# Short exercise
Transcribe the tail of the listing: start at the line containing "of the woman's" and stop after the last line, keeping every character as is and adding nothing.

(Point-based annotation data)
----
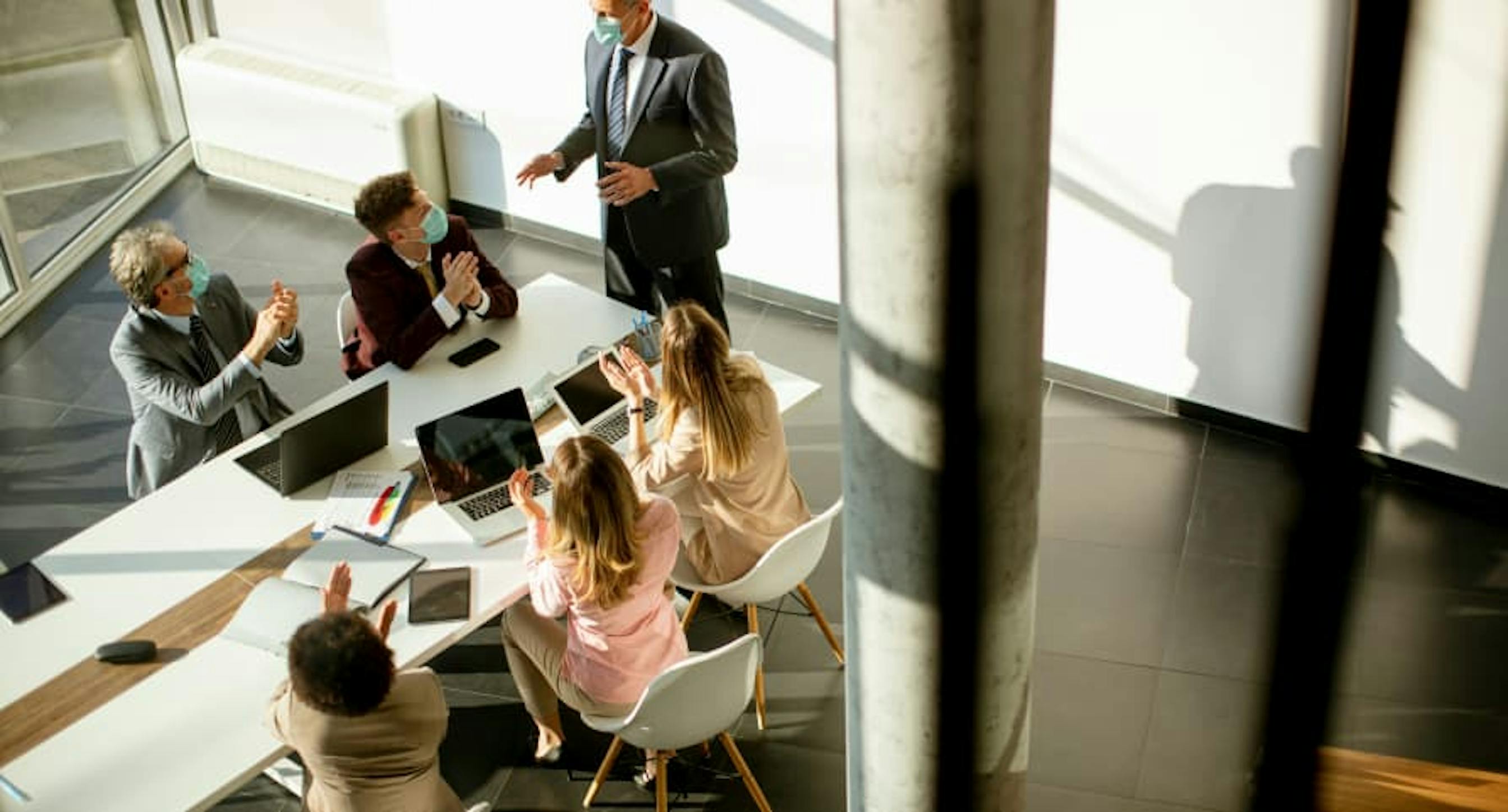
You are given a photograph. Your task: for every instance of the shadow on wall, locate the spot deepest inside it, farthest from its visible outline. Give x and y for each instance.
(1244, 257)
(1480, 410)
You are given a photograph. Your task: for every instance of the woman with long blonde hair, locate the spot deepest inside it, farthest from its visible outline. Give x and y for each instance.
(720, 425)
(601, 558)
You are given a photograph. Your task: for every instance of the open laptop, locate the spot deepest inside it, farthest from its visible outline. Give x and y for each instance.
(321, 445)
(471, 454)
(595, 407)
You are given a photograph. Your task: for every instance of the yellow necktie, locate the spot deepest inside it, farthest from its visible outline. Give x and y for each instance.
(429, 278)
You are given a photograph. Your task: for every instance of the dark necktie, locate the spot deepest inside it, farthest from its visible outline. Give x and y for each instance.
(619, 104)
(227, 430)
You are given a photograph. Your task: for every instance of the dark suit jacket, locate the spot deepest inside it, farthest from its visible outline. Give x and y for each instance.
(174, 413)
(681, 128)
(394, 315)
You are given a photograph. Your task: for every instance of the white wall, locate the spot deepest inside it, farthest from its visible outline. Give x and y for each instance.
(1443, 354)
(510, 76)
(1183, 253)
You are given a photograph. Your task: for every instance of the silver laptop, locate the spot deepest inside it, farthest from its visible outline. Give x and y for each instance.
(471, 454)
(595, 407)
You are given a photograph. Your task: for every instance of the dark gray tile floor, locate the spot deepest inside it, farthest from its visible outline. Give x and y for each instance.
(1158, 560)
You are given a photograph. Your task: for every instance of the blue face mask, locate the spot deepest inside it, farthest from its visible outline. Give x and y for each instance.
(610, 31)
(198, 276)
(435, 225)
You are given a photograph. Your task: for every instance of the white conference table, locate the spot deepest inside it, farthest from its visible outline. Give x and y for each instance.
(191, 734)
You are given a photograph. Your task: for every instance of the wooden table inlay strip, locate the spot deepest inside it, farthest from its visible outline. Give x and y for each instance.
(1351, 781)
(89, 684)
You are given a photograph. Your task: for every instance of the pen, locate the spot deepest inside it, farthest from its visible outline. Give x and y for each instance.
(14, 791)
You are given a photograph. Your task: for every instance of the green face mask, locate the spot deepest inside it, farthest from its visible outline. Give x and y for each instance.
(198, 276)
(610, 31)
(435, 225)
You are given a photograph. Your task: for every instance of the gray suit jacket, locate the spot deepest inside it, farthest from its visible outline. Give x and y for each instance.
(176, 416)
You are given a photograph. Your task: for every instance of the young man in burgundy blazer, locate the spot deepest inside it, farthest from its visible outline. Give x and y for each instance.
(415, 278)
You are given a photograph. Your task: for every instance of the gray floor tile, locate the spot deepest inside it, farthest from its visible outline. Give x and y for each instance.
(68, 356)
(1116, 496)
(1427, 647)
(1244, 510)
(80, 464)
(1441, 734)
(1107, 603)
(1056, 799)
(23, 425)
(1201, 743)
(1077, 416)
(1427, 538)
(1089, 719)
(1222, 620)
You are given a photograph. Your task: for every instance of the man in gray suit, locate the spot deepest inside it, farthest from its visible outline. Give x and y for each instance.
(191, 353)
(660, 119)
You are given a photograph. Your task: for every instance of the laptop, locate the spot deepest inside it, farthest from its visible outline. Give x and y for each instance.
(321, 445)
(595, 407)
(470, 457)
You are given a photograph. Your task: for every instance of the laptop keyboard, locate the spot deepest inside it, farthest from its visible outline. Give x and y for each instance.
(272, 473)
(617, 427)
(490, 502)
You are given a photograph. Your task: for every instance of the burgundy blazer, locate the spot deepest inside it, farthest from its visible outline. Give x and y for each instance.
(396, 320)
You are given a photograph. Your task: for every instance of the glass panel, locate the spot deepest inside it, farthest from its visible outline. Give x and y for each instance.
(80, 115)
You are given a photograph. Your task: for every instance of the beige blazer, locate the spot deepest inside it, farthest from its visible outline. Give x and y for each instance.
(384, 762)
(742, 516)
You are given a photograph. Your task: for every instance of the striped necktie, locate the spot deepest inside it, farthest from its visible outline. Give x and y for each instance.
(227, 430)
(619, 104)
(427, 275)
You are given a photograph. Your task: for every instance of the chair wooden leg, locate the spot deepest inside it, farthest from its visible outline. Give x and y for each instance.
(661, 779)
(691, 611)
(744, 772)
(759, 674)
(822, 621)
(602, 772)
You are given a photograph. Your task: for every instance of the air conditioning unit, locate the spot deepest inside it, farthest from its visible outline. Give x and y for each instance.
(302, 130)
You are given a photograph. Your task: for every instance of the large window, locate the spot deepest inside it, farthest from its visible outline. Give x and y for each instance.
(88, 103)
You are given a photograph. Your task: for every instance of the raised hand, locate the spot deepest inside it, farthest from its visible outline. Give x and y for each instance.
(461, 279)
(539, 166)
(337, 593)
(522, 495)
(638, 372)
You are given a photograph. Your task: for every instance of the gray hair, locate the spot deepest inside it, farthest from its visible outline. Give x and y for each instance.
(136, 261)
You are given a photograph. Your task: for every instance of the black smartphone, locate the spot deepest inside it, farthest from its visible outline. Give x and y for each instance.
(474, 352)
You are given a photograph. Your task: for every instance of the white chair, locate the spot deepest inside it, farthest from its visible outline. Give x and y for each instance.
(688, 704)
(344, 320)
(783, 569)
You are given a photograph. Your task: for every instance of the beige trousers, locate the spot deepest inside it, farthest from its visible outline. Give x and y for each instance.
(536, 648)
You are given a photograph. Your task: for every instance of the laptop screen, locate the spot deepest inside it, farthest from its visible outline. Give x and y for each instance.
(586, 394)
(479, 446)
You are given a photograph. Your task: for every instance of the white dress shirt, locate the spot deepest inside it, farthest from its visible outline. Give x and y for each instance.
(641, 49)
(448, 314)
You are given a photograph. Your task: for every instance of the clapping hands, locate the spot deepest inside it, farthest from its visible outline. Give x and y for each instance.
(337, 597)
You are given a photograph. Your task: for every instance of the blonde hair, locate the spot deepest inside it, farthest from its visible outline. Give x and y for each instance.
(698, 374)
(596, 516)
(136, 261)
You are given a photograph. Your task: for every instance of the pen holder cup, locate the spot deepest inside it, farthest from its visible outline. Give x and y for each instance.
(646, 339)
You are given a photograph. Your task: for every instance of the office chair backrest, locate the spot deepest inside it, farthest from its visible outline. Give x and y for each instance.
(783, 565)
(344, 320)
(696, 699)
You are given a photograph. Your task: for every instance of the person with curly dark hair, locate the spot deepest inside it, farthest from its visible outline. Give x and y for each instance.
(369, 732)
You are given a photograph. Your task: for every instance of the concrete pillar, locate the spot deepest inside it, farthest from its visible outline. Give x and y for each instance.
(943, 121)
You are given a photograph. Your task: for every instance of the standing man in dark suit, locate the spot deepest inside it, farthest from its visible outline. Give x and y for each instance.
(191, 352)
(661, 122)
(415, 278)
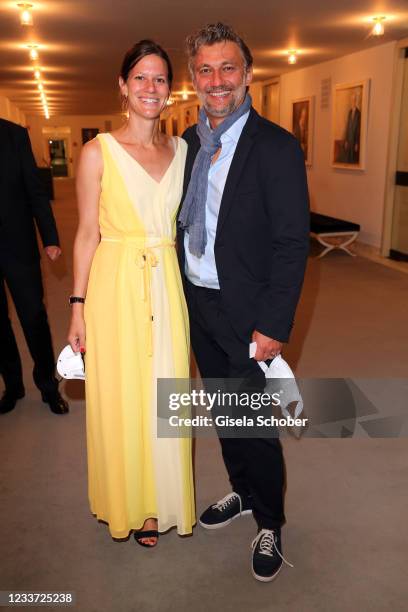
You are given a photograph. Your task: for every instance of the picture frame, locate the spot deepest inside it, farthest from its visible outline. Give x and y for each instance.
(303, 125)
(88, 134)
(349, 125)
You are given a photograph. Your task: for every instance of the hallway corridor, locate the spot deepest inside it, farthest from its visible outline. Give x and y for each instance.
(345, 501)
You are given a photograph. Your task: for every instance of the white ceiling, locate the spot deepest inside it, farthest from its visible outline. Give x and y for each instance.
(82, 42)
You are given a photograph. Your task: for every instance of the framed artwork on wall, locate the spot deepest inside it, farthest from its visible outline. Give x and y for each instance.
(88, 134)
(350, 119)
(302, 125)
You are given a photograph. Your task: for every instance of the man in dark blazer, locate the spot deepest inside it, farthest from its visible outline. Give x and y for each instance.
(23, 202)
(243, 273)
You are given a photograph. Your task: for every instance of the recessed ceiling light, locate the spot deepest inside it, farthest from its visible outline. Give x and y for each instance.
(292, 56)
(378, 28)
(26, 16)
(33, 51)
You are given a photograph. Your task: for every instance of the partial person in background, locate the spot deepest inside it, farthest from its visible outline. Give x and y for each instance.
(128, 309)
(23, 204)
(243, 242)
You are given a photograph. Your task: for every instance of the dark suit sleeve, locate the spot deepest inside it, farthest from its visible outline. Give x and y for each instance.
(39, 203)
(288, 208)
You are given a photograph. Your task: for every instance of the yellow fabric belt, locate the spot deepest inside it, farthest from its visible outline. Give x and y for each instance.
(146, 259)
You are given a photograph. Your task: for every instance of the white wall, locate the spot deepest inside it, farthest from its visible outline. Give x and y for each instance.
(352, 195)
(73, 134)
(10, 111)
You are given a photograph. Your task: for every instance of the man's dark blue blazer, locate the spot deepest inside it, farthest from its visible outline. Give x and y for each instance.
(262, 238)
(22, 198)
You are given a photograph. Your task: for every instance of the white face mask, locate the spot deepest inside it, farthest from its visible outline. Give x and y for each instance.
(70, 365)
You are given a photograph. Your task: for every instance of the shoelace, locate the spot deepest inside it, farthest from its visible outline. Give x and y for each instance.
(268, 544)
(226, 501)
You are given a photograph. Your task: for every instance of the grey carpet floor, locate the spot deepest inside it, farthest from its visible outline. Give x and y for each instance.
(346, 500)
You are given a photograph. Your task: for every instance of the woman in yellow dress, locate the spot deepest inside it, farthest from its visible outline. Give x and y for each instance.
(128, 309)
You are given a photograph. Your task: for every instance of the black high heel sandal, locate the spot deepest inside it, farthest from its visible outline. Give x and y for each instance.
(140, 535)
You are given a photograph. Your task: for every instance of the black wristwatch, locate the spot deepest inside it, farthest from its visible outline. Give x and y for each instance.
(73, 299)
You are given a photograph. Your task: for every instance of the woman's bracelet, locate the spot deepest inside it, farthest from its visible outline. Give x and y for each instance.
(73, 299)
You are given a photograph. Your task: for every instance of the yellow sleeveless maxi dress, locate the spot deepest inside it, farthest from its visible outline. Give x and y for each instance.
(136, 331)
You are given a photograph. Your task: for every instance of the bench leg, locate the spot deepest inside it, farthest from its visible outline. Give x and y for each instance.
----
# Result for this exercise
You are given a photograph. Your task: for every instance of the woman's bracelet, locate the spot deepest inside it, farthest from its visible outline. Give x and y for each instance.
(73, 299)
You are given a photograph. Your task: for every instance of the yellow sleeveless maxi dress, locate the spot deepest inside it, farthest from its visible outline. Give x and y for each instance.
(136, 331)
You are given a photograph. Your task: for every instance of the bench leg, locate the spot deepest inside it, farthest from its visible outline. Give x and y for each instance.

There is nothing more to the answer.